Records from a data collection:
○ ○ ○

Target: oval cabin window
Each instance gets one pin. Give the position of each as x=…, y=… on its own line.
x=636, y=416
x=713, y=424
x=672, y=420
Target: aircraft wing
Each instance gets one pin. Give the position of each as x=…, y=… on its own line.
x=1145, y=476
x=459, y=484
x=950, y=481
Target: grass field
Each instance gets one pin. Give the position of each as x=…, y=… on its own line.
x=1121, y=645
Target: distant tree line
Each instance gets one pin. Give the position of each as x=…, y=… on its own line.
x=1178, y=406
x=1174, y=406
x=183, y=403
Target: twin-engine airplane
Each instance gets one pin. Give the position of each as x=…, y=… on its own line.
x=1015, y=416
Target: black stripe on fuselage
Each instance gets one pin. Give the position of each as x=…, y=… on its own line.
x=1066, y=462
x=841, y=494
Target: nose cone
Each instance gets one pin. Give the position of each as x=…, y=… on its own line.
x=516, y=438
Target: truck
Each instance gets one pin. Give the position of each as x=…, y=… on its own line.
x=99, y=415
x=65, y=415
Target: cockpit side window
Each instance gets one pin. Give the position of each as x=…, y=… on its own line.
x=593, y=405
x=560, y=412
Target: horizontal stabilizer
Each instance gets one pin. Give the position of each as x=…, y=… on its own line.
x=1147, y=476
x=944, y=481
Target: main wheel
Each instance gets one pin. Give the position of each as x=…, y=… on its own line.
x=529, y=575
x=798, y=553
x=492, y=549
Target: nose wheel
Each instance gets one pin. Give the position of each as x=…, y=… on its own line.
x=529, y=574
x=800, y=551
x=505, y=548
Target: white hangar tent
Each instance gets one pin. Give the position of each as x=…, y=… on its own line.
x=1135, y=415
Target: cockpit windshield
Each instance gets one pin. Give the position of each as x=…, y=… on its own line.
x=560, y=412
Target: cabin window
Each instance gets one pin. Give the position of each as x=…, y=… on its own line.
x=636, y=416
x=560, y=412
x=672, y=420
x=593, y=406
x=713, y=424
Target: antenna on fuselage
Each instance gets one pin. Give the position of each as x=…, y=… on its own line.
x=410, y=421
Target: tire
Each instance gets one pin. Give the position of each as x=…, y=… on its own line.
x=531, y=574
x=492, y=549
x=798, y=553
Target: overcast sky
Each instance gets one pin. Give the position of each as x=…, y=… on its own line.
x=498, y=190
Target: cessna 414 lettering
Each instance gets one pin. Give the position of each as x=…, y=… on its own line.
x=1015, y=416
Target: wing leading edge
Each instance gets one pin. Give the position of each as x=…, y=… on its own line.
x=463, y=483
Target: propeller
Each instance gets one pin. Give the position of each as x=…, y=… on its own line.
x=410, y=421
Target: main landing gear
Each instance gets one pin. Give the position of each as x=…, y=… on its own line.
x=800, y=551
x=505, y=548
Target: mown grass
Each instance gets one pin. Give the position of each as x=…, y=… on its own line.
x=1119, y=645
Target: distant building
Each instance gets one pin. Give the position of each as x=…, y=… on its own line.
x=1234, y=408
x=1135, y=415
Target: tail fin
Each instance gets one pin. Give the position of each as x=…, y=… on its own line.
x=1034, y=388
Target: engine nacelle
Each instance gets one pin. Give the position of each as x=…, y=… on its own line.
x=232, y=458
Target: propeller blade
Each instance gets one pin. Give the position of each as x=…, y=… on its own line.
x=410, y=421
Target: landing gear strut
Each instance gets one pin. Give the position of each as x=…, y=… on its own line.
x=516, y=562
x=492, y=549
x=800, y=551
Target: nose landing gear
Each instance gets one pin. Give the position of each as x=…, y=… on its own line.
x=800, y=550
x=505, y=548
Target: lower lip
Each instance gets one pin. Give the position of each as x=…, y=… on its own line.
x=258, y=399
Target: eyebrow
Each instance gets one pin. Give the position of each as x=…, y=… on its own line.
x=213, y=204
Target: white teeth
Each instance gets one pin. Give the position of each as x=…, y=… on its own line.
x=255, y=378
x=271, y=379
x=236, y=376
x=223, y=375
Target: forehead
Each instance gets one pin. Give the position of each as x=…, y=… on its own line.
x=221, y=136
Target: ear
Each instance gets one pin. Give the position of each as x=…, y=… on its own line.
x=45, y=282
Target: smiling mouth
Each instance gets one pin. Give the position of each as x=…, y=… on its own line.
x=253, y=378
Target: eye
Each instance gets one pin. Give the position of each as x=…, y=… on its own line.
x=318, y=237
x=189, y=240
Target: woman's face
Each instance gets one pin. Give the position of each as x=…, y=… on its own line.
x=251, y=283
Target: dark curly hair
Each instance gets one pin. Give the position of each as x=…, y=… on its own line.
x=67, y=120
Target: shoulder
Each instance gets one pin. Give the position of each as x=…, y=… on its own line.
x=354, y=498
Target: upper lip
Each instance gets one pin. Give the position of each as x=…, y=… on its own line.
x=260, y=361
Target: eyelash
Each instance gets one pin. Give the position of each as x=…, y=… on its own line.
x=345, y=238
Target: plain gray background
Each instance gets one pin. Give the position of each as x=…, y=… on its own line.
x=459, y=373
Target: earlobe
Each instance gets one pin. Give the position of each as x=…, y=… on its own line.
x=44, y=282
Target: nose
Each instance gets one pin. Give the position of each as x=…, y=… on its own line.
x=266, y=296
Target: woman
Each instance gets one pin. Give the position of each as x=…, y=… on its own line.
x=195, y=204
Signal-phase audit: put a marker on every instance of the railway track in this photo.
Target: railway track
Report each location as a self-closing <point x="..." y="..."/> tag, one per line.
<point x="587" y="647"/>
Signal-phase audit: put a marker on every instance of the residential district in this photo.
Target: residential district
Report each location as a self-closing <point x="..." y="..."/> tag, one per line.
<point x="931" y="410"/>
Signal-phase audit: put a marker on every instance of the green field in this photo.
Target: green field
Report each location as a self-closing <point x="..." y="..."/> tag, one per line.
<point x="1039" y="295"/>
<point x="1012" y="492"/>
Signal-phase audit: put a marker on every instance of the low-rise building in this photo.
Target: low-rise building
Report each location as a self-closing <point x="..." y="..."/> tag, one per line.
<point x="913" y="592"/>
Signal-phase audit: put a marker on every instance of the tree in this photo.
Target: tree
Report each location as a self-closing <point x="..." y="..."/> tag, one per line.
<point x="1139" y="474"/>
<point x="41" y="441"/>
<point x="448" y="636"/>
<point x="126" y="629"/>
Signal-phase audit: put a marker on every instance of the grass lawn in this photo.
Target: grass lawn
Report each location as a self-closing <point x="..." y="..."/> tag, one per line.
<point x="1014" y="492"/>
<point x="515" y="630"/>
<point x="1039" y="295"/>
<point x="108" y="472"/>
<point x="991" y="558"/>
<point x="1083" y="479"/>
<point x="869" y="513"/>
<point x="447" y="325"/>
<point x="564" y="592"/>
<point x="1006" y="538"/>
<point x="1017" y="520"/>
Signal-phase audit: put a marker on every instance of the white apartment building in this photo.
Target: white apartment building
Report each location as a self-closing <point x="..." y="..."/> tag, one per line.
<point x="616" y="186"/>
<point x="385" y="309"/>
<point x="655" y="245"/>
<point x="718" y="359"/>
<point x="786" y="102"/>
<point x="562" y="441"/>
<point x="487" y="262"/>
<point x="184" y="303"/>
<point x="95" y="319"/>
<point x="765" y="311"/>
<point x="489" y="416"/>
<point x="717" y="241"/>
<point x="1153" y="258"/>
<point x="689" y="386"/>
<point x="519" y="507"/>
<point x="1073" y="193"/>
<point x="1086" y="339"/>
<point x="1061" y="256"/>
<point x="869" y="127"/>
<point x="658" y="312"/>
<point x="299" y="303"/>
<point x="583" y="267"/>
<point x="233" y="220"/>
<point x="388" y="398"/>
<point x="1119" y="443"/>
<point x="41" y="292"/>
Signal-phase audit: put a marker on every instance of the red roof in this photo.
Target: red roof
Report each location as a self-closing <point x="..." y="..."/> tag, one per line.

○ ○ ○

What you hand back must match the records above exactly.

Target: oval cabin window
Each instance gets one pin. Give the position of each as x=…, y=… on its own line.
x=636, y=416
x=713, y=424
x=672, y=420
Target: aircraft wing
Each instance gets one pin. Give the position of each as x=…, y=… on its own line.
x=1145, y=476
x=459, y=484
x=950, y=481
Target: grass field
Each instance gets one pin. Give the position of each as x=…, y=… on its own line.
x=1121, y=645
Target: distant tree line
Each instance gets one pin. Give the position of each as x=…, y=… on its own line.
x=1178, y=406
x=1174, y=406
x=183, y=403
Target: twin-engine airplane
Each instance gets one pin. Give the position of each as x=…, y=… on its own line.
x=1015, y=416
Target: black stripe on fuselage
Each instance gets one pin. Give the position of each as x=…, y=… on its own line.
x=1066, y=462
x=841, y=494
Target: nose cone
Each instance gets one pin. Give the position of each as x=…, y=… on its own line.
x=516, y=438
Target: truck
Each instance gets one pin. Give the position of each as x=…, y=… on its own line.
x=99, y=415
x=65, y=415
Target: cockpit side window
Each instance gets one pin. Give the position of each as x=…, y=… on its own line.
x=593, y=405
x=560, y=412
Target: horizontal stabilizer
Each instance gets one pin. Give the position of each as x=…, y=… on its own line.
x=1147, y=476
x=944, y=481
Target: main wheel
Each instance gets one pin. Give the position of each as x=…, y=… on its own line.
x=529, y=575
x=798, y=553
x=492, y=549
Target: nose wheel
Each instance gets one pin. Give the position of each as x=…, y=… on its own line.
x=529, y=574
x=800, y=551
x=505, y=548
Target: white hangar tent
Each instance gets one pin. Give the position of each as x=…, y=… on its own line.
x=1135, y=415
Target: cockpit windshield
Each instance gets one pin. Give the position of each as x=…, y=… on its own line.
x=560, y=412
Target: cabin window
Each instance gets one pin. Give the position of each as x=…, y=… on its own line.
x=636, y=416
x=560, y=412
x=672, y=420
x=593, y=406
x=713, y=424
Target: antenna on fuselage
Each instance gets one pin. Give the position of each as x=…, y=… on its own line.
x=410, y=421
Target: tire
Each instance gets one pin. Give the position of each as x=…, y=… on its own line.
x=531, y=574
x=492, y=549
x=798, y=553
Target: overcast sky
Each instance gets one pin. Give the position of each as x=…, y=… on its own line.
x=498, y=190
Target: cessna 414 lettering
Each instance gets one pin. Give the position of each as x=…, y=… on its own line.
x=1015, y=416
Target: wing leading edge
Each instance gets one pin. Give the position of each as x=…, y=… on its own line.
x=463, y=483
Target: propeller
Each instance gets one pin. Give the position of each as x=…, y=… on its own line.
x=410, y=421
Target: main landing gear
Each instance gets one pin. Give the position of each as x=…, y=… on its own line.
x=800, y=551
x=505, y=548
Target: mown grass
Each instance gets one pin. Give the position of each as x=…, y=… on its own line.
x=1119, y=645
Target: distant building
Each instance gets one pin. Give the position of each as x=…, y=… on its own line.
x=1234, y=408
x=1135, y=415
Target: tail fin
Each instance gets one pin. Give the position of each as x=…, y=… on its own line.
x=1034, y=388
Target: engine nacelle
Each instance gets one pin. Give the position of each as x=…, y=… on its own line.
x=232, y=458
Target: propeller blade
Each instance gets one pin. Give the position of each as x=…, y=… on its own line.
x=410, y=421
Target: landing gear strut
Each instance gets one pin. Give the position of each as x=…, y=… on its own line.
x=516, y=562
x=492, y=549
x=800, y=551
Target: nose landing gear
Each instance gets one pin. Give the position of each as x=…, y=… on its own line.
x=800, y=550
x=505, y=548
Target: lower lip
Each instance gets one pin. Give the position of each as x=…, y=… on its own line.
x=258, y=399
Target: eyebrow
Each instance gets one pin. Give the position of each as x=…, y=… on its own line.
x=213, y=204
Target: white teeth
Each instance gets one pin. Give the position of each as x=…, y=… on its own line.
x=255, y=378
x=271, y=379
x=236, y=376
x=223, y=375
Target: forehead
Each instance gets one pin. Give the position of each as x=…, y=… on its own line.
x=221, y=136
Target: ear
Each instance gets one pin. Give the position of each as x=…, y=… on its own line.
x=45, y=282
Target: smiling mouth
Each instance gets one pin. Give the position of each as x=…, y=… on its own line.
x=253, y=378
Target: eye
Each instance gets one pin. Give the position of each as x=…, y=… on its own line.
x=318, y=237
x=189, y=240
Target: woman's face
Each instance gets one pin. Give the position of each as x=…, y=… on its own line.
x=251, y=283
Target: dark curly hair
Each instance gets one pin. Give the position of each as x=…, y=… on its own line.
x=67, y=120
Target: shoulder
Each instance gets one pin. Give the position of each as x=…, y=… on its own line.
x=354, y=498
Target: upper lip
Each instance gets one pin. Give the position of each as x=…, y=… on its own line.
x=260, y=361
Target: eyelash
Each instance gets one pin. Give the position of each as x=…, y=… on its own line.
x=345, y=238
Target: plain gray background
Each instance gets one pin. Give the position of each as x=…, y=… on its own line.
x=459, y=373
Target: earlobe
Each instance gets one pin. Give the position of each as x=…, y=… on its own line.
x=44, y=282
Target: nose
Each instance gets one pin. Give the position of each as x=…, y=… on its own line.
x=266, y=296
Target: woman
Each instance gets one pin. Give the position of each as x=…, y=… on its own line.
x=195, y=204
Signal-phase audit: put a marker on every instance of the railway track in this photo.
Target: railway track
Report each location as a self-closing <point x="..." y="..."/> tag, one per line.
<point x="587" y="647"/>
Signal-phase audit: put a marker on every instance of the residential district in this photo.
Target: residential district
Report each location as a self-closing <point x="..." y="..."/> tag, one per line.
<point x="931" y="410"/>
Signal-phase audit: put a marker on every instance of the green field in this photo.
Target: green field
Report each location as a self-closing <point x="..." y="..."/> tag, one per line.
<point x="1039" y="295"/>
<point x="1012" y="492"/>
Signal-phase audit: put a marker on every instance of the low-rise building in this photo.
Target: low-rise building
Report each location as a self-closing <point x="..." y="..."/> tag, one per line.
<point x="913" y="592"/>
Signal-phase audit: put a marker on every instance of the tree in this photo.
Target: tree
Report each location as a self-closing <point x="..." y="..."/> tag, one per line.
<point x="1139" y="474"/>
<point x="41" y="441"/>
<point x="448" y="636"/>
<point x="126" y="629"/>
Signal-phase audit: put a marker on every instance of the grass lawn in this photo.
Target: grass lawn
Report each location as a self-closing <point x="..." y="..."/> tag, one per line.
<point x="1014" y="492"/>
<point x="515" y="630"/>
<point x="1039" y="295"/>
<point x="108" y="472"/>
<point x="991" y="558"/>
<point x="1083" y="479"/>
<point x="869" y="513"/>
<point x="447" y="325"/>
<point x="564" y="592"/>
<point x="1006" y="538"/>
<point x="1017" y="520"/>
Signal-phase audit: put a marker on every instance of the white apartment building in this photo.
Target: white apartment building
Report each location as a self-closing <point x="..." y="..."/> tag, one per line.
<point x="616" y="186"/>
<point x="385" y="309"/>
<point x="655" y="245"/>
<point x="718" y="359"/>
<point x="786" y="102"/>
<point x="562" y="441"/>
<point x="487" y="262"/>
<point x="184" y="303"/>
<point x="95" y="319"/>
<point x="765" y="311"/>
<point x="489" y="416"/>
<point x="717" y="241"/>
<point x="1153" y="258"/>
<point x="689" y="386"/>
<point x="519" y="507"/>
<point x="1073" y="193"/>
<point x="1086" y="339"/>
<point x="1061" y="256"/>
<point x="869" y="127"/>
<point x="658" y="312"/>
<point x="299" y="303"/>
<point x="583" y="267"/>
<point x="233" y="220"/>
<point x="388" y="398"/>
<point x="1119" y="443"/>
<point x="41" y="292"/>
Signal-phase audit: put a marker on every instance of the red roof in this photo.
Target: red roof
Report each location as a self-closing <point x="..." y="..."/> tag, one per line.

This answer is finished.